DIRECTIONS — List every line in the data below that contains the word "shorts", copying each one in full.

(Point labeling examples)
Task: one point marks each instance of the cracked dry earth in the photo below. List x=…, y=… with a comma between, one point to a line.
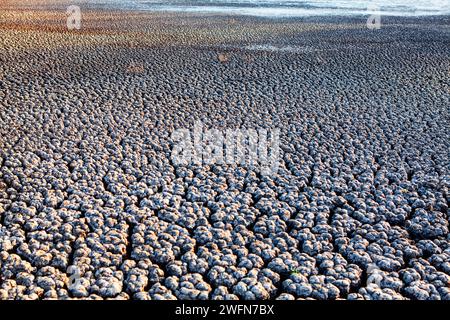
x=91, y=206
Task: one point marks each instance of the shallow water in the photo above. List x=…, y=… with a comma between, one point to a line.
x=290, y=7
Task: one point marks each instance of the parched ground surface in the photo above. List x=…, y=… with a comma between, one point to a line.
x=91, y=206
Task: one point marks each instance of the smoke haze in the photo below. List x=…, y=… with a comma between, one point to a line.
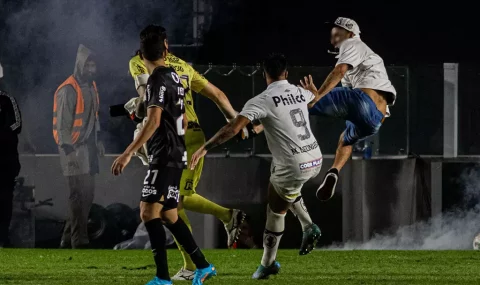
x=40, y=41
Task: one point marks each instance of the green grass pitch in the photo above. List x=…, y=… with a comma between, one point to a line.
x=95, y=267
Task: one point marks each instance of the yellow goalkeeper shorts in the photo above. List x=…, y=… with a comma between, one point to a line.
x=194, y=139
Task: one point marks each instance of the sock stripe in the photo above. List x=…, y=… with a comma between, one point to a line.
x=273, y=233
x=298, y=199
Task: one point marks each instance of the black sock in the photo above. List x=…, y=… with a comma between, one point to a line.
x=156, y=232
x=333, y=170
x=185, y=238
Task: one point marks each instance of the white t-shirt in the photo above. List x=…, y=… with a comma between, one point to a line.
x=282, y=109
x=368, y=69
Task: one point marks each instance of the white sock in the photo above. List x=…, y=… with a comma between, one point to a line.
x=272, y=235
x=299, y=209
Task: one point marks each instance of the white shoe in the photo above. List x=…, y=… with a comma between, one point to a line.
x=184, y=275
x=233, y=226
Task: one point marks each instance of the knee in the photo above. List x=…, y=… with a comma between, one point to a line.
x=148, y=214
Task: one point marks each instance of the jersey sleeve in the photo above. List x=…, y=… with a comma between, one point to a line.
x=198, y=81
x=309, y=96
x=349, y=54
x=138, y=71
x=156, y=94
x=254, y=109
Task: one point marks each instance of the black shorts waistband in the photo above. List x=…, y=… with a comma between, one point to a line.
x=193, y=125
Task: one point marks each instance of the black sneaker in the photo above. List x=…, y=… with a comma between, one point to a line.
x=327, y=189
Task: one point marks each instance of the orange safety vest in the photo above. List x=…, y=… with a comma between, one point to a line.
x=79, y=109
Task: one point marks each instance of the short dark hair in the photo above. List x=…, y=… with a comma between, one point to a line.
x=274, y=65
x=152, y=42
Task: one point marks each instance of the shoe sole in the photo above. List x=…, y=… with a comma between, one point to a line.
x=265, y=277
x=311, y=244
x=330, y=182
x=240, y=220
x=209, y=275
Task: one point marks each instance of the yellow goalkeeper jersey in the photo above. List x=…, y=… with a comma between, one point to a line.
x=191, y=79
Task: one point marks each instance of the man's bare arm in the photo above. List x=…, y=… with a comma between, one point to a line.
x=331, y=82
x=140, y=110
x=152, y=123
x=216, y=95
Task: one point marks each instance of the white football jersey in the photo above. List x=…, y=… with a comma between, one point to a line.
x=368, y=69
x=282, y=109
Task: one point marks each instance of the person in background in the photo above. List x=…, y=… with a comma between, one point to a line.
x=194, y=138
x=75, y=130
x=10, y=128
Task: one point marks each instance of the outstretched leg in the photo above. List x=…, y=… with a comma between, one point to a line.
x=276, y=211
x=232, y=219
x=311, y=232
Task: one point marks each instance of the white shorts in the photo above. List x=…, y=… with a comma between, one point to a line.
x=288, y=181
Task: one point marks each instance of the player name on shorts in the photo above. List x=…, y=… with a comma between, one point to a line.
x=288, y=99
x=148, y=190
x=297, y=150
x=311, y=164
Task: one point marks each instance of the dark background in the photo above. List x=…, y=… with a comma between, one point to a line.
x=39, y=39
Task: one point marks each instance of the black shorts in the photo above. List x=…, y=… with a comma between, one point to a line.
x=161, y=185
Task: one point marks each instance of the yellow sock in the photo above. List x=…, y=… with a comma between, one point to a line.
x=187, y=261
x=199, y=204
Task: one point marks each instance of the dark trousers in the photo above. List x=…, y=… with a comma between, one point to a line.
x=82, y=189
x=7, y=186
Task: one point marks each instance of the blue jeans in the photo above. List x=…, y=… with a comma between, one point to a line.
x=356, y=107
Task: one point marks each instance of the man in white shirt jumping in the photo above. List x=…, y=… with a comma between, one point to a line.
x=283, y=113
x=362, y=101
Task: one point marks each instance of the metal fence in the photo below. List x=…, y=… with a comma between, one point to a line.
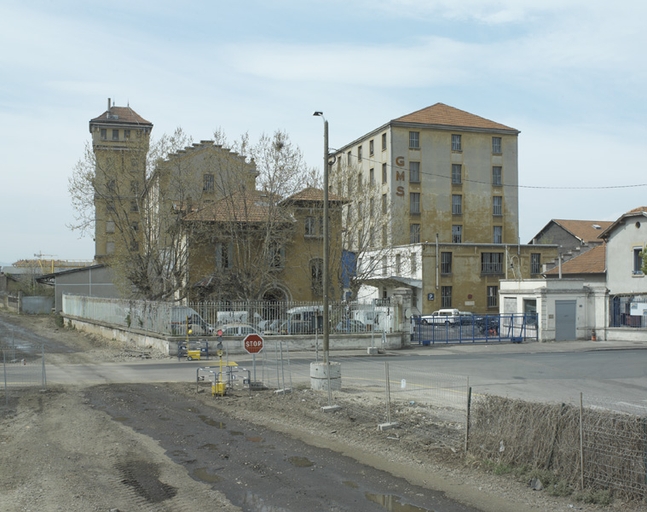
x=205, y=318
x=476, y=328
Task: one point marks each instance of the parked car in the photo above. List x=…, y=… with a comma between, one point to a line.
x=238, y=330
x=442, y=317
x=183, y=317
x=350, y=325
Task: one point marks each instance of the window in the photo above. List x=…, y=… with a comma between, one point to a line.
x=224, y=254
x=414, y=203
x=445, y=262
x=496, y=176
x=414, y=172
x=496, y=145
x=497, y=206
x=493, y=296
x=457, y=204
x=497, y=235
x=414, y=140
x=208, y=182
x=446, y=296
x=638, y=261
x=316, y=276
x=457, y=234
x=492, y=263
x=535, y=263
x=414, y=233
x=457, y=172
x=456, y=143
x=276, y=256
x=310, y=226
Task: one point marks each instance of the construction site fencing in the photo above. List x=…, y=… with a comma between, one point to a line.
x=206, y=318
x=515, y=327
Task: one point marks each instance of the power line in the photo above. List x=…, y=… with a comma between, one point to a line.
x=538, y=187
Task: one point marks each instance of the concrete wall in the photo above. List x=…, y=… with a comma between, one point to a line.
x=143, y=340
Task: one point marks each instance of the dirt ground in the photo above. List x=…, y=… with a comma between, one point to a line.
x=59, y=453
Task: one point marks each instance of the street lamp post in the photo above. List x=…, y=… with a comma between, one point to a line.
x=326, y=248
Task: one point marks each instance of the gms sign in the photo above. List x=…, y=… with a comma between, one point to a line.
x=399, y=175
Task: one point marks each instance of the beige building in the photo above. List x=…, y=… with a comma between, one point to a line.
x=120, y=139
x=444, y=182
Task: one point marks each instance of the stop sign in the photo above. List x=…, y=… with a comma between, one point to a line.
x=253, y=343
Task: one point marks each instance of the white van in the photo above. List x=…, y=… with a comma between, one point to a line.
x=442, y=317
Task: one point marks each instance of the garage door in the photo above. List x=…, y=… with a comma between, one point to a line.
x=565, y=316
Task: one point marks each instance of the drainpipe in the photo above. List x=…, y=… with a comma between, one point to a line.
x=437, y=264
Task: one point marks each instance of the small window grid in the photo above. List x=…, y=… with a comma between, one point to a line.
x=497, y=206
x=457, y=204
x=445, y=262
x=446, y=296
x=414, y=140
x=497, y=180
x=414, y=203
x=457, y=143
x=496, y=145
x=414, y=172
x=457, y=174
x=457, y=234
x=414, y=233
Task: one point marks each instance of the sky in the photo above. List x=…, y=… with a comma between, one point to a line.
x=569, y=74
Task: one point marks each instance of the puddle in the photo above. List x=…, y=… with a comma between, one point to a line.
x=392, y=503
x=210, y=422
x=301, y=462
x=204, y=475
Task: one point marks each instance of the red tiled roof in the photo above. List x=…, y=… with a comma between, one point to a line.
x=585, y=230
x=252, y=206
x=592, y=261
x=444, y=115
x=121, y=115
x=311, y=194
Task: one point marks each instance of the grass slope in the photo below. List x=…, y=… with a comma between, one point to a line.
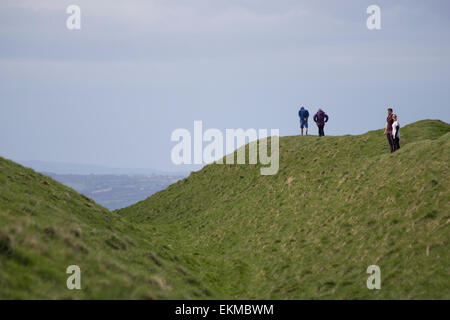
x=336, y=206
x=45, y=227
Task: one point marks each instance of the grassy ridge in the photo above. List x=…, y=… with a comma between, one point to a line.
x=336, y=206
x=45, y=227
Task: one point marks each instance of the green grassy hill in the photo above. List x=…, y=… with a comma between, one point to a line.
x=336, y=206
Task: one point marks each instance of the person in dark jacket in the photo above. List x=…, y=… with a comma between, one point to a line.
x=321, y=118
x=304, y=115
x=388, y=129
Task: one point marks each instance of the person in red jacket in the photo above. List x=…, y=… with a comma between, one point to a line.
x=320, y=118
x=388, y=129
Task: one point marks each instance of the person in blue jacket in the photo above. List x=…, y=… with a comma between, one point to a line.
x=304, y=115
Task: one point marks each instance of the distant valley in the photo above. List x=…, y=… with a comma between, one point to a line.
x=115, y=191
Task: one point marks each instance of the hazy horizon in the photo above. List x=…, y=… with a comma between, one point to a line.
x=112, y=93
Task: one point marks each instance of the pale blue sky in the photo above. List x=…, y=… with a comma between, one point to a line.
x=112, y=92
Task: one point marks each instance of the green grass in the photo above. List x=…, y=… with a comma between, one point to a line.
x=336, y=206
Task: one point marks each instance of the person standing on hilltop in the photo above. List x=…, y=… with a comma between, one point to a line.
x=388, y=130
x=321, y=118
x=396, y=132
x=304, y=115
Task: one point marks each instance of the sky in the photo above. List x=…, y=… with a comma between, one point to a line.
x=112, y=92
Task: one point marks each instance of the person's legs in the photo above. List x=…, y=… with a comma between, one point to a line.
x=391, y=141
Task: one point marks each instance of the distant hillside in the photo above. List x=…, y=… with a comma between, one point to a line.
x=115, y=191
x=83, y=169
x=336, y=206
x=45, y=227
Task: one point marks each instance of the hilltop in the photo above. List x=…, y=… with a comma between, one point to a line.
x=336, y=206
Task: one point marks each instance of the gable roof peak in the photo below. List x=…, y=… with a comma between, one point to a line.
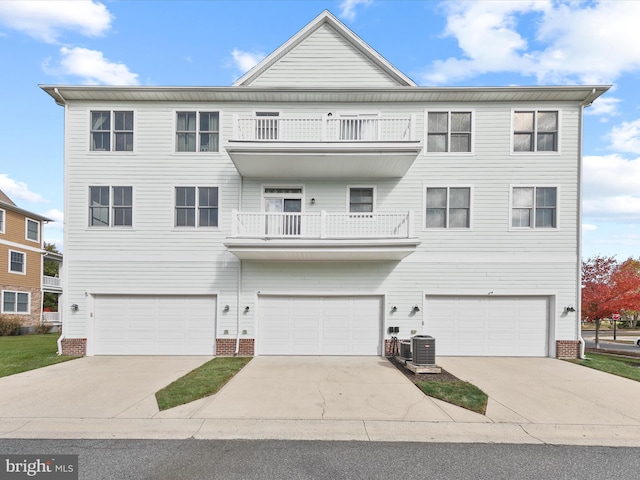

TASK RESPONSE —
Task: one point marks each instance of the yellow goalkeeper shorts in the photo above. List x=…, y=… with a comma between, one point to a line.
Task: one point marks each instance of the black shorts waistband in the photo above. List x=…, y=… with a comma between, one point to a line.
Task: one point marks each instance of the white shorts in the photo above. List x=…, y=… with a comma between, one point to a line.
Task: one point marks each instance of the player name on shorts in the photo above. List x=…, y=… with a comma between, one point to a line.
Task: one point marks each instance of the black shorts in the photo above. List x=…, y=… with a comma between, one point to a line.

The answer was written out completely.